What is expected> Gather each line below that contains the word "instance" and copy those lines in full, treating uppercase and lowercase as different.

= = = = = = =

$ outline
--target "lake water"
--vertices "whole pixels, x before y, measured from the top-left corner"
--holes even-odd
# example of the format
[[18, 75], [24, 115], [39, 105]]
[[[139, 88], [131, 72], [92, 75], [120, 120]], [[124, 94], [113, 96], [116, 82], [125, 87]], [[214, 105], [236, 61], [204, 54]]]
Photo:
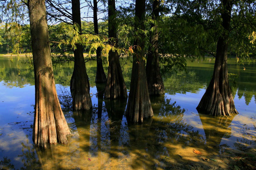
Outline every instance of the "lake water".
[[[120, 60], [129, 90], [131, 60]], [[151, 98], [154, 116], [141, 125], [127, 122], [124, 115], [126, 101], [103, 99], [104, 86], [94, 82], [95, 61], [86, 63], [92, 111], [69, 111], [73, 63], [56, 64], [56, 86], [72, 135], [68, 144], [42, 150], [32, 141], [34, 71], [24, 63], [25, 59], [12, 62], [0, 57], [0, 169], [168, 169], [180, 162], [203, 163], [202, 156], [219, 163], [218, 157], [231, 151], [255, 148], [256, 64], [245, 64], [244, 70], [229, 59], [229, 73], [238, 76], [231, 84], [239, 114], [214, 118], [196, 109], [211, 79], [214, 60], [188, 62], [186, 72], [164, 73], [165, 95]]]

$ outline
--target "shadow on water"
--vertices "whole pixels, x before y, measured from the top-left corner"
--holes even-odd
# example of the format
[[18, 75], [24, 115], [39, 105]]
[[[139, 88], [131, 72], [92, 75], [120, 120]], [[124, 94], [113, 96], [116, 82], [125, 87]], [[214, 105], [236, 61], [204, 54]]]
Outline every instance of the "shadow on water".
[[[228, 167], [226, 164], [220, 164], [222, 161], [220, 155], [226, 153], [229, 147], [228, 144], [221, 144], [222, 140], [231, 135], [230, 126], [234, 117], [216, 118], [199, 114], [205, 136], [187, 123], [184, 109], [164, 95], [151, 99], [153, 118], [146, 119], [142, 124], [129, 124], [124, 115], [126, 101], [103, 100], [98, 87], [98, 107], [89, 111], [73, 112], [71, 115], [79, 137], [71, 136], [67, 145], [52, 145], [44, 150], [35, 148], [28, 140], [26, 144], [22, 144], [22, 154], [20, 156], [22, 157], [22, 168], [203, 169]], [[193, 150], [199, 151], [202, 154], [194, 153]], [[217, 162], [206, 161], [206, 158]], [[1, 164], [2, 167], [14, 167], [7, 158], [4, 158]]]
[[[8, 62], [4, 63], [6, 65], [7, 63], [10, 64]], [[89, 112], [70, 111], [70, 106], [64, 104], [70, 103], [70, 98], [60, 98], [60, 100], [61, 99], [67, 100], [66, 102], [62, 103], [62, 107], [65, 107], [62, 108], [65, 117], [70, 129], [74, 132], [69, 137], [69, 143], [67, 145], [57, 144], [44, 150], [35, 148], [31, 144], [31, 137], [25, 137], [25, 140], [20, 137], [31, 133], [32, 122], [28, 122], [26, 126], [22, 126], [28, 128], [26, 130], [30, 132], [25, 132], [23, 129], [20, 131], [20, 127], [19, 126], [23, 122], [27, 122], [26, 120], [12, 120], [12, 122], [17, 122], [13, 124], [8, 124], [8, 128], [11, 127], [10, 129], [7, 129], [6, 126], [0, 129], [0, 154], [3, 153], [0, 157], [0, 169], [14, 168], [45, 169], [226, 169], [228, 166], [223, 163], [222, 155], [233, 156], [231, 154], [227, 155], [228, 152], [232, 152], [229, 149], [235, 149], [237, 152], [243, 151], [252, 150], [251, 146], [256, 145], [253, 138], [256, 129], [255, 122], [253, 122], [255, 118], [249, 117], [246, 113], [242, 113], [234, 117], [218, 118], [200, 114], [190, 114], [191, 109], [189, 108], [194, 106], [189, 106], [190, 102], [185, 103], [187, 105], [182, 105], [185, 109], [170, 98], [170, 94], [189, 92], [188, 94], [190, 95], [194, 93], [191, 96], [193, 100], [200, 100], [198, 95], [196, 96], [196, 94], [204, 88], [209, 82], [213, 69], [212, 64], [202, 64], [204, 65], [201, 66], [203, 66], [203, 70], [202, 67], [198, 66], [198, 63], [191, 63], [188, 64], [187, 73], [171, 72], [163, 75], [168, 93], [166, 96], [151, 98], [154, 117], [145, 120], [142, 124], [128, 122], [124, 115], [127, 101], [104, 100], [105, 85], [98, 84], [96, 84], [96, 97], [93, 95], [92, 99], [93, 107]], [[93, 73], [96, 70], [93, 69], [96, 65], [92, 63], [90, 66], [90, 68], [93, 68], [88, 69], [88, 72], [92, 74], [90, 77], [95, 77]], [[249, 70], [248, 73], [236, 70], [236, 66], [233, 64], [229, 66], [233, 68], [229, 70], [234, 70], [234, 73], [238, 75], [237, 84], [233, 89], [236, 96], [235, 100], [244, 97], [246, 105], [249, 104], [253, 96], [256, 100], [256, 89], [253, 85], [255, 84], [255, 77], [251, 74], [251, 70]], [[246, 70], [253, 70], [254, 66], [252, 66], [251, 69], [247, 68]], [[55, 76], [56, 74], [59, 74], [56, 75], [56, 82], [62, 85], [68, 85], [69, 75], [72, 74], [72, 67], [67, 65], [67, 67], [65, 72], [59, 70], [55, 72]], [[61, 69], [64, 70], [63, 68]], [[30, 82], [34, 81], [32, 81], [33, 72], [29, 71], [26, 75], [25, 72], [27, 68], [20, 69], [22, 76], [26, 75], [24, 78], [21, 76], [13, 76], [12, 75], [15, 74], [12, 72], [16, 71], [17, 69], [11, 69], [9, 70], [6, 67], [0, 69], [1, 73], [3, 73], [0, 74], [0, 77], [3, 78], [4, 86], [8, 87], [24, 86], [22, 89], [24, 89], [27, 87], [24, 85], [27, 82], [33, 84]], [[131, 67], [127, 66], [124, 67], [123, 69], [126, 70], [123, 72], [126, 83], [129, 84]], [[64, 77], [66, 80], [62, 79]], [[24, 81], [22, 81], [21, 78]], [[15, 81], [19, 83], [15, 84]], [[65, 83], [62, 84], [63, 81]], [[7, 85], [8, 82], [10, 83]], [[91, 84], [94, 85], [93, 83], [90, 82]], [[13, 89], [15, 90], [15, 88]], [[68, 87], [66, 89], [68, 92]], [[95, 93], [95, 87], [92, 87], [91, 90]], [[178, 101], [179, 98], [175, 97], [178, 97], [178, 94], [172, 97]], [[182, 104], [180, 100], [178, 102]], [[253, 102], [250, 105], [251, 103]], [[238, 107], [239, 105], [237, 105]], [[241, 105], [241, 107], [243, 107]], [[245, 108], [243, 110], [244, 112], [245, 109], [250, 109], [249, 107]], [[251, 115], [254, 113], [252, 113], [251, 111], [248, 112]], [[242, 121], [242, 119], [245, 118], [247, 119]], [[250, 124], [247, 120], [251, 122]], [[244, 125], [244, 123], [247, 124]], [[254, 126], [251, 126], [251, 124]], [[21, 131], [22, 133], [19, 133]], [[14, 136], [18, 139], [15, 139]], [[21, 139], [22, 143], [20, 144]], [[26, 141], [27, 139], [30, 141]], [[250, 147], [251, 148], [248, 149]], [[7, 148], [11, 149], [8, 150]], [[199, 151], [202, 154], [195, 153], [193, 150]], [[12, 153], [8, 155], [8, 152], [10, 151], [12, 152]], [[16, 153], [19, 153], [17, 156], [11, 155]], [[2, 157], [2, 155], [5, 157]], [[211, 160], [210, 158], [216, 161]], [[225, 161], [234, 161], [234, 159], [231, 158]], [[244, 160], [247, 160], [248, 159]], [[232, 162], [238, 163], [238, 162]], [[234, 166], [229, 167], [236, 168]]]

= = = = = = =

Answer to the task>
Outline every instance of the "lake water".
Outline every instance of the "shadow on water".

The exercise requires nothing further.